• PASSAGE PROVIDED:
Limited out on ice chunks ..... River is all jammed up upstream your asking to take really cold dip


----------



## fisherboy

Hitting like crazy. Start at Orleans & walk (swim)10 miles downriver to Maumee Bay. Walk another 20 miles across the ice to Crane Creek. Fish everywhere there.


----------



## KaGee

It's going to be quite a while my friend.

Sent from my Sprint Samsung Galaxy S4 using Ohub Campfire mobile app


----------



## sopo716

HAHAHA


----------



## 9Left

fishfray said:


> When driving past the river on Sunday I saw 2 guys wading the river upstream of Jerome Road on private property. If u guys are on here did you have any luck? I am gonna wait a couple weeks before I start but I cant wait to see the reports start coming


..we're all gettin antsy for it....but it's gonna be a while....


----------



## NorthSouthOhioFisherman

I didn't get any warreyes but I did catch two sharks, a bluefin, and pretty sure I had a white snapping turtle bite me off either that or it was a black crappie.

I think it will be a good 3 weeks till its worth a hoot this year... But when they come, they'll be gone before ya know it!


----------



## fishfray

lol guys. im not gonna fish the run all that much this year but I feel like when the run starts it signals that it is finally spring again and time to start crappie fishing, etc. The run is fun but with heavy crowds in the cold weather I usually wish I was somewhere a little more peaceful up north.


----------



## BFG

I believe it was 1995 when we had a winter sorta like this one...we didn't really get fishing until around the 10th of April that year as I recall. 

When it happens, it'll happen fast. No trickling in this year.


----------



## Redhunter1012

BFG said:


> I believe it was 1995 when we had a winter sorta like this one...we didn't really get fishing until around the 10th of April that year as I recall.
> 
> When it happens, it'll happen fast. No trickling in this year.

• WHAT IS NEEDED: Continue the fishing forum thread from the point where it stops.

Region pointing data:

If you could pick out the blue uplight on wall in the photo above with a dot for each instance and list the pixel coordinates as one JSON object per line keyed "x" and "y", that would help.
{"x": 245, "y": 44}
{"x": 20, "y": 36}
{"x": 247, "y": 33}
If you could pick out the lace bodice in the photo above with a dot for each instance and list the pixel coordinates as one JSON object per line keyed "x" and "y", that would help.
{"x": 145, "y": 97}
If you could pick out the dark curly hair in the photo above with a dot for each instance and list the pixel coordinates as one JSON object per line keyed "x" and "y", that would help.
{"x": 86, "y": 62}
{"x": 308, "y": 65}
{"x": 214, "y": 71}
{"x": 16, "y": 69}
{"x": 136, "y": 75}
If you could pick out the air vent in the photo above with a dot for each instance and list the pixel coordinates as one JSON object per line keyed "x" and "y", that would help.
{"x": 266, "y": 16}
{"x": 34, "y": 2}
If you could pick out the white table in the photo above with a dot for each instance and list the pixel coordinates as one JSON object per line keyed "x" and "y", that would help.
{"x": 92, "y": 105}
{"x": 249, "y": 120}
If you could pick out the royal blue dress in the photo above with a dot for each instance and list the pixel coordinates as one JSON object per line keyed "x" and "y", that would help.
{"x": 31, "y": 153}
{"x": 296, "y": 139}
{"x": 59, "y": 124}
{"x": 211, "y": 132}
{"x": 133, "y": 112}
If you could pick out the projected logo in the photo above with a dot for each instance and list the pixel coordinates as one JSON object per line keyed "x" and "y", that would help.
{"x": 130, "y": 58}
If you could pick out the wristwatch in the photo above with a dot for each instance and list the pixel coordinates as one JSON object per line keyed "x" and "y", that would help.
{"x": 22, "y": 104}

• EXERCISE RESULT:
Yea, in my experience with the run, easy math has generally applied. Imagine a million fish over an 8 week run. You grind it out for some limits and bring home some fillet's. Or, you get those million fish in the system over 4-5 weeks. Then it's 10 cast limits in your favorite honey holes and you do everything in your power to make it out if only for an hour. I will take the latter


----------



## trapperjon

fisherboy said:


> Hitting like crazy. Start at Orleans & walk (swim)10 miles downriver to Maumee Bay. Walk another 20 miles across the ice to Crane Creek. Fish everywhere there.


LMAO..... how heavy of a weight did it take to get through


----------



## fishfray

Drove past side cut today. Jerome rd seems very fishable, the water is nearly as low As in the summer. The gauge at Waterville said 2.80 ft, that is really low. I was surprised to see no one fishing.


----------



## Thumper

There were people out, but havnt heard of anyone pullin anything in yet


----------



## 9Left

at the rate these pigs are being pulled through the ice...I hope they leave a few to come up the river! Lol!!


----------



## KaGee

9Left said:


> at the rate these pigs are being pulled through the ice...I hope they leave a few to come up the river! Lol!!


Maumee fish have been traced back to Lake St. Clair. It is believed that is where most of the run comes from.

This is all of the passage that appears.